• **Things to do**:
1. From the text on scopolamine, extract the stretch from "Note: DO NOT" through "Erowid experience reports.".
2. Answer these questions using the text on scopolamine:
(a) Which two nightshades are named as natural sources of scopolamine?
(b) What substance can be used to treat the effects of scopolamine?
(c) What range is given for the onset?

• **Text under study**:
<<<<
Scopolamine, also known as hyoscine and devil's breath, is a deliriant tropane alkaloid that occurs naturally in various nightshades including Belladonna and Datura. It has been used for centuries as a poison in some cultures, and is used as a motion sickness medication. Scopolamine is toxic at recreational doses.


Note: DO NOT take scopolamine in its plant form, for potency can vary drastically.

Recreational doses appear to range between .5mg-1mg

Another form of scopolamine is smoked Buscopan tablets, which contain butylscopolamine, a form of scopolamine that doesn't cross the BBB, but which is converted to scopolamine when burned via pyrolysis. A dose via this method appears to be 2-3 tablets based on Erowid experience reports.


Onset 20-120 minutes Total 3-24+ hours


  • Euphoria
  • Pupil dilation
  • Blurred vision
  • Sedation
  • Delirium
  • Tachycardia
  • Irregular heartbeat
  • Nausea
  • Urinary retention
  • Abnormal breathing
  • Dry mouth
  • Anxiety/Panic
  • Confusion
  • Memory loss
  • Skin reddening
  • Increased body temperature

After Effects

People often report not being able to red fine text for the next day or so.

Harm Reduction

Physostigmine can be used to treat the effects of scopolamine. Do not mix Scopolamine with other anticholinergics, alcohol, zolpidem, or stimulants. Due to the delirium caused by scopolamine, one should not combine scopolamine with other hallucinogens. Having a trip sitter present is extra important with deliriants, for the user is unable to reliably discern what is real.
>>>>
(Referring expression pointing data)
<<<<
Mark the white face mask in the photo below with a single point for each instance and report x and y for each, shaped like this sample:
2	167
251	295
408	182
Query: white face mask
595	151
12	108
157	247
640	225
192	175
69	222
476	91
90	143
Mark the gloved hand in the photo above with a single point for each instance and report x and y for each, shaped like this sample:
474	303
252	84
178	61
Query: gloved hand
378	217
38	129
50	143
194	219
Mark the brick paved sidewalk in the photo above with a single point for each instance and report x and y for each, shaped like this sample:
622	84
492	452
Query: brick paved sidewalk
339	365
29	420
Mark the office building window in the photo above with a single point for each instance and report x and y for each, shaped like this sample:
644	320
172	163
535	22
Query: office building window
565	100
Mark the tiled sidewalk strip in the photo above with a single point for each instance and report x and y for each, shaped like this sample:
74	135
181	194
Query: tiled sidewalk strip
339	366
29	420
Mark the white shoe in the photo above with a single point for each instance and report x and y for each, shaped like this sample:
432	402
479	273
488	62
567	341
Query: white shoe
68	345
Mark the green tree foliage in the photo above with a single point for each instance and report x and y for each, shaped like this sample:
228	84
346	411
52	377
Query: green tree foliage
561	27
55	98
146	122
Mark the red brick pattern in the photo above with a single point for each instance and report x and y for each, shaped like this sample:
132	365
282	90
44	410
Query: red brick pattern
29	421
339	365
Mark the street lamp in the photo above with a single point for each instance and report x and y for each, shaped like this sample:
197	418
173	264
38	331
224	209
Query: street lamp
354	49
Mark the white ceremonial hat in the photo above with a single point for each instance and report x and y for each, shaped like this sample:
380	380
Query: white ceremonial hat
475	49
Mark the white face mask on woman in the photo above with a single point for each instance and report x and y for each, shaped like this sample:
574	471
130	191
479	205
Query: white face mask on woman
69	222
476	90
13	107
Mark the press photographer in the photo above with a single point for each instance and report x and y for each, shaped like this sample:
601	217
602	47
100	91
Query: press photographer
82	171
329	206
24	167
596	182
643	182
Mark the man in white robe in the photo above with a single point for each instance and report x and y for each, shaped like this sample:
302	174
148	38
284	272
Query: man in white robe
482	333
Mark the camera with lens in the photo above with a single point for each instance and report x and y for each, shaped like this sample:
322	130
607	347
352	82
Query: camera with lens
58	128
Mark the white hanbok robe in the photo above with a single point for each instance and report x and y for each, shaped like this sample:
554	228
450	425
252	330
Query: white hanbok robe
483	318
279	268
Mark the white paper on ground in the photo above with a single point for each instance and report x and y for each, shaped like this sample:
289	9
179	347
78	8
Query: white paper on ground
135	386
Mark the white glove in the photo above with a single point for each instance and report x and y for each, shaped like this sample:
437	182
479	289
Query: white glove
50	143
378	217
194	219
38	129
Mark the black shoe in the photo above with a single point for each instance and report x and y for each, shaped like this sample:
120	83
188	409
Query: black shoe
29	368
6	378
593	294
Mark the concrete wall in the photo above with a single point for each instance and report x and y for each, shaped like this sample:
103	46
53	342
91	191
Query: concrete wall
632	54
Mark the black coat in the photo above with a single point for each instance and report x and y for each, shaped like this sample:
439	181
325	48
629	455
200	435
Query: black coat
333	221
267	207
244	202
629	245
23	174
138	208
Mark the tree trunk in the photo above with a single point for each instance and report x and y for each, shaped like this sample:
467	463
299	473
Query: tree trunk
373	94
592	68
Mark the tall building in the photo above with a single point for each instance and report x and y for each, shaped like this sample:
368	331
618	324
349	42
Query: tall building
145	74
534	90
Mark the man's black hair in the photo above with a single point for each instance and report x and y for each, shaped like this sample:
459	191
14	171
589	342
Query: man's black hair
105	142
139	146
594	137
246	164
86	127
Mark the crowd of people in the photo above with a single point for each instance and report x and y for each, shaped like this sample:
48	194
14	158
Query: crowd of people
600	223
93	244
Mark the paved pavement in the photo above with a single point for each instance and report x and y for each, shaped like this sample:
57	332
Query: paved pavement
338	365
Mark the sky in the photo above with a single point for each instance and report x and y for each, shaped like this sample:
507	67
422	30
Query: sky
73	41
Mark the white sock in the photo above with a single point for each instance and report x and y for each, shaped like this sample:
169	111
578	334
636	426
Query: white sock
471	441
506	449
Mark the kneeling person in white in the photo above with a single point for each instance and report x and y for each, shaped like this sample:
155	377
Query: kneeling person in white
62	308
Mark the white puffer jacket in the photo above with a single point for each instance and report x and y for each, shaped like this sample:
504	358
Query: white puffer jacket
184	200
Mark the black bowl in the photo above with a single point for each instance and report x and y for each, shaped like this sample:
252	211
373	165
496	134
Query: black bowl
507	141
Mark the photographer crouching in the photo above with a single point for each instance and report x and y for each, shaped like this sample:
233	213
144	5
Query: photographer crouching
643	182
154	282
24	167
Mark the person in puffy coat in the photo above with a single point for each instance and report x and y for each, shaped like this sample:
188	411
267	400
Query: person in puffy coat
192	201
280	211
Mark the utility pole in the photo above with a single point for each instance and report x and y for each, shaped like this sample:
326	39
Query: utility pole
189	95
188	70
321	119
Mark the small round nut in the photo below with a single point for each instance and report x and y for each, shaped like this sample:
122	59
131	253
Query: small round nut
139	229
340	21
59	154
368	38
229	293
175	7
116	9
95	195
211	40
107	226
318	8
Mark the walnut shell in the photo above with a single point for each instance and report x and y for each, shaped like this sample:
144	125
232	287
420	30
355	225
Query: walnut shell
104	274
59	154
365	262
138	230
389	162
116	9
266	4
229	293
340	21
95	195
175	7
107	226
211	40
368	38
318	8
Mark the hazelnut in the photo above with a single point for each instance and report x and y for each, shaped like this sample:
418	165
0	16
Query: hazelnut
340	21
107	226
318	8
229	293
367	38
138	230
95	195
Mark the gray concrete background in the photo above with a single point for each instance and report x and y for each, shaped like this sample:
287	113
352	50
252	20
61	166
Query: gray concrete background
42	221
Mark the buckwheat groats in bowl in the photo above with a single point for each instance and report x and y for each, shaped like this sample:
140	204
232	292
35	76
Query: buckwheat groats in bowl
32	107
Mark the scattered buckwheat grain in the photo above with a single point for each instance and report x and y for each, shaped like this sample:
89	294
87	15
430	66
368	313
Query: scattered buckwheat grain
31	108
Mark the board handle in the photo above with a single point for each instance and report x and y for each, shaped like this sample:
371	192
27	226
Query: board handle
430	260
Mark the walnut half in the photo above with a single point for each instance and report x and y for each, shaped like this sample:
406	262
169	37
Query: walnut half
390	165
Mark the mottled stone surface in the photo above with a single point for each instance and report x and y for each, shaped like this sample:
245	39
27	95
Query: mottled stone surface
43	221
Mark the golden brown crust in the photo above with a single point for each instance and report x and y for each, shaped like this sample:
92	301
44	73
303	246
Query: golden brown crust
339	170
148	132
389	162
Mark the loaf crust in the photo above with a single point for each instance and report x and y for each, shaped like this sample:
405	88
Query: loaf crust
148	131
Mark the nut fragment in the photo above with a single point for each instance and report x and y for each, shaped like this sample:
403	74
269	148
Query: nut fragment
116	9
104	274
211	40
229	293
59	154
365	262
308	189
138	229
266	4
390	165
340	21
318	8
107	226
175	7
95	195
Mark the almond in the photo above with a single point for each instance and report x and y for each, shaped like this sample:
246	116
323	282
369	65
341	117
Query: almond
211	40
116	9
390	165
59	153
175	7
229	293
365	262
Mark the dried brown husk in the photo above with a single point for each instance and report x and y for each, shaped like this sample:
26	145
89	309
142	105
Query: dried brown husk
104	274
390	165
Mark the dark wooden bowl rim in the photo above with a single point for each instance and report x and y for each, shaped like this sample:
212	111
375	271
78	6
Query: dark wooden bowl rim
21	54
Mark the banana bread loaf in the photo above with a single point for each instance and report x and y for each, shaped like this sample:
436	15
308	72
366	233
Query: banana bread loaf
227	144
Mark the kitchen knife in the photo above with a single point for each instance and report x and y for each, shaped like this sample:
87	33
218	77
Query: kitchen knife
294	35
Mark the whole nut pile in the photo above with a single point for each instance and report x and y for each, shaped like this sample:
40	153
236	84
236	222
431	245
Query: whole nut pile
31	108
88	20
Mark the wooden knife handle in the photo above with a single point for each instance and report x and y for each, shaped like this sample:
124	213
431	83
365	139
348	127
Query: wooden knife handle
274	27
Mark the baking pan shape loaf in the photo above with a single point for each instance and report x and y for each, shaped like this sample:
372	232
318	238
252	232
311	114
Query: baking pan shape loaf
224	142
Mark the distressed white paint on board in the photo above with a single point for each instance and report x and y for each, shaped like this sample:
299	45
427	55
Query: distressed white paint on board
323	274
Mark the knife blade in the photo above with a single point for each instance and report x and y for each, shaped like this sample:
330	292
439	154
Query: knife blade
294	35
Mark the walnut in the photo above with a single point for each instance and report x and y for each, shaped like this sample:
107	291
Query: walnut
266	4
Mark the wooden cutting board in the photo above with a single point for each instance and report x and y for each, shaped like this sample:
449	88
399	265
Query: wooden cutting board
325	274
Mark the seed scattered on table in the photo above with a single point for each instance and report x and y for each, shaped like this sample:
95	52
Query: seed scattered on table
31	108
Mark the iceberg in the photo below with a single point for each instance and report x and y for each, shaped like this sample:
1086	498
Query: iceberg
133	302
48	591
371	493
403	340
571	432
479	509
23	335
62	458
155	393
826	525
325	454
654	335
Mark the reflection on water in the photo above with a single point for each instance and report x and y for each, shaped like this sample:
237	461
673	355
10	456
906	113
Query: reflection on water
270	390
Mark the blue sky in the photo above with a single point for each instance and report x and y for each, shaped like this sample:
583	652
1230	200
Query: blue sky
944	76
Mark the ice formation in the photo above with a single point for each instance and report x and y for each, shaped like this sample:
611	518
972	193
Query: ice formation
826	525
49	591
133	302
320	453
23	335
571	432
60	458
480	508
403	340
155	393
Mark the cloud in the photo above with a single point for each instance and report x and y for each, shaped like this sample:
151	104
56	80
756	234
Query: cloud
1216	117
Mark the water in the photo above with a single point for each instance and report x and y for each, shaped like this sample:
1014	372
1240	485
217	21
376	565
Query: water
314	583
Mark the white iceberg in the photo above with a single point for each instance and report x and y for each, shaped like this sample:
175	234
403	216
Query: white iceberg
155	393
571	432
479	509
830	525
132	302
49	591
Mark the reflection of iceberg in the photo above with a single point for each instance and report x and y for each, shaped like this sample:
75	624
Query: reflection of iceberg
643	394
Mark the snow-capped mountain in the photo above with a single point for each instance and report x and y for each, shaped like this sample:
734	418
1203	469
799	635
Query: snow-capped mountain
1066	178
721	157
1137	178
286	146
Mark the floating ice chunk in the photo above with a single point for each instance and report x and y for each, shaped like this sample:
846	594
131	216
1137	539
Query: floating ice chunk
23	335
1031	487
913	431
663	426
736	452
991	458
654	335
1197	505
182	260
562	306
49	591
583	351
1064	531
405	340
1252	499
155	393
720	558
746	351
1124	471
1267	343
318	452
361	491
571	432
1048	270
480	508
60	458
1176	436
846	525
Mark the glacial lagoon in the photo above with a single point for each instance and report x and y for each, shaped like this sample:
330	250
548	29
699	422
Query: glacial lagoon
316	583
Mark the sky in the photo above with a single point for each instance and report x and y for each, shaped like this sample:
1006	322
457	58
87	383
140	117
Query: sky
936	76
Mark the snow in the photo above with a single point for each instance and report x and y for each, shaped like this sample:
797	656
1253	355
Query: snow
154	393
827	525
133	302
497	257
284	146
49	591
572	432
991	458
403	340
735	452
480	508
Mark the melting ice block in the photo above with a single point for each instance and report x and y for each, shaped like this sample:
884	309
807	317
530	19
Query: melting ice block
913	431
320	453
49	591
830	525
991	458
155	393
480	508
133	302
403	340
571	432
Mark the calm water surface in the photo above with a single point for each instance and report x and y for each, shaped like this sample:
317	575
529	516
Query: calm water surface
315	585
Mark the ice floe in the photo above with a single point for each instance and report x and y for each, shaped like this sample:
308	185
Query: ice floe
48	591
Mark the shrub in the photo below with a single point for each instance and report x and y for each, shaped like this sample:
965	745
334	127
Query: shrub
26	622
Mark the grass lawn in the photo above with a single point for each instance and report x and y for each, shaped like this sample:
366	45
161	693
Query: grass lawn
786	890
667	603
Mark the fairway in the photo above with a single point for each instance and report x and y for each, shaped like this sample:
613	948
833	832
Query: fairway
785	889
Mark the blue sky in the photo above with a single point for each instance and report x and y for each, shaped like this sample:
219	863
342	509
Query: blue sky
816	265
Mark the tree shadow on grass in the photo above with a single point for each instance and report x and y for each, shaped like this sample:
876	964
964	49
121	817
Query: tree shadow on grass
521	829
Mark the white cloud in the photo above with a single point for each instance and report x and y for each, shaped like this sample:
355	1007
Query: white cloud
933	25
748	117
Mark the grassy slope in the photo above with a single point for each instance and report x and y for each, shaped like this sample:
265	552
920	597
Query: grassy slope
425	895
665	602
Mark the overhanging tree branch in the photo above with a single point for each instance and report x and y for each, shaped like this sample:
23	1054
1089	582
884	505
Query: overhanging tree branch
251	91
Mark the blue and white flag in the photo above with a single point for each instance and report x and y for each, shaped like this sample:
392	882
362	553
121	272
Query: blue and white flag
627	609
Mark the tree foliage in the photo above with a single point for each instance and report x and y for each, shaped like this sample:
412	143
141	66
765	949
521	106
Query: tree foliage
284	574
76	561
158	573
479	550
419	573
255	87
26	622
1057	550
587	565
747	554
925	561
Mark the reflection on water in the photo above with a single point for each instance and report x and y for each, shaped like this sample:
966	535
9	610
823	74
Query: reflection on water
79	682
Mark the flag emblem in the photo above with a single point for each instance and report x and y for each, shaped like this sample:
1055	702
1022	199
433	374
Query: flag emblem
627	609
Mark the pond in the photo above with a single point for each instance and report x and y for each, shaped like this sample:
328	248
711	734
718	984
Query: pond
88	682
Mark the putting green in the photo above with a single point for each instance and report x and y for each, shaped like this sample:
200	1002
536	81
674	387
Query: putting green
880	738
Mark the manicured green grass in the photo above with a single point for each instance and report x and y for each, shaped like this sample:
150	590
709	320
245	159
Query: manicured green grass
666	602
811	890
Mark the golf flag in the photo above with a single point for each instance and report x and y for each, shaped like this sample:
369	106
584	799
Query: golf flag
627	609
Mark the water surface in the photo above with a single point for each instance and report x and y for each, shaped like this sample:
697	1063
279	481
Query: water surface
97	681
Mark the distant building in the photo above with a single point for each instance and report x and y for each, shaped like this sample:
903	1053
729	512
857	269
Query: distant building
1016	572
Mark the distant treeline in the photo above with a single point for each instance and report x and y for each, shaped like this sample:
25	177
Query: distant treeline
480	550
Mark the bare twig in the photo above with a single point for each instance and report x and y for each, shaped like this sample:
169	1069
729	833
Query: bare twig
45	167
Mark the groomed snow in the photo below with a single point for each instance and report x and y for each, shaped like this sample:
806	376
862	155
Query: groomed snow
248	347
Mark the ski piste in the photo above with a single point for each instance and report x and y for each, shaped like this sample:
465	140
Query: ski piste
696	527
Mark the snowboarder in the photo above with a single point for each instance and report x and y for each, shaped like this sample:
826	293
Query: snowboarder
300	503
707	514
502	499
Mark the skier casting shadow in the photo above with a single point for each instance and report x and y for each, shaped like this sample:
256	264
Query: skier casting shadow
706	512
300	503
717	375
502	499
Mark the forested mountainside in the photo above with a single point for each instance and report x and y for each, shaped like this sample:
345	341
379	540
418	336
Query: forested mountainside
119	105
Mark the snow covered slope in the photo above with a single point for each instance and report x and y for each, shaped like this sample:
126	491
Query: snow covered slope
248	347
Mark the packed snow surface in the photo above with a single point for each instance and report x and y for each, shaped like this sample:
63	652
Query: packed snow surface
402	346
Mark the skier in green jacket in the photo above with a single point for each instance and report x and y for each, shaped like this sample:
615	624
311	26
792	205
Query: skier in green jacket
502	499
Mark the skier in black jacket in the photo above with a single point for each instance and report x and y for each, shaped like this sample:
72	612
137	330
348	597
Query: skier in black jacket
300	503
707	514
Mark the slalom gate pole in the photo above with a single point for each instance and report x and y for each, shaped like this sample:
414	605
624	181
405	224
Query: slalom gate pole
>>>>
• **Answer section**:
1.
Note: DO NOT take scopolamine in its plant form, for potency can vary drastically.

Recreational doses appear to range between .5mg-1mg

Another form of scopolamine is smoked Buscopan tablets, which contain butylscopolamine, a form of scopolamine that doesn't cross the BBB, but which is converted to scopolamine when burned via pyrolysis. A dose via this method appears to be 2-3 tablets based on Erowid experience reports.

2.
(a) Belladonna and Datura
(b) Physostigmine
(c) 20-120 minutes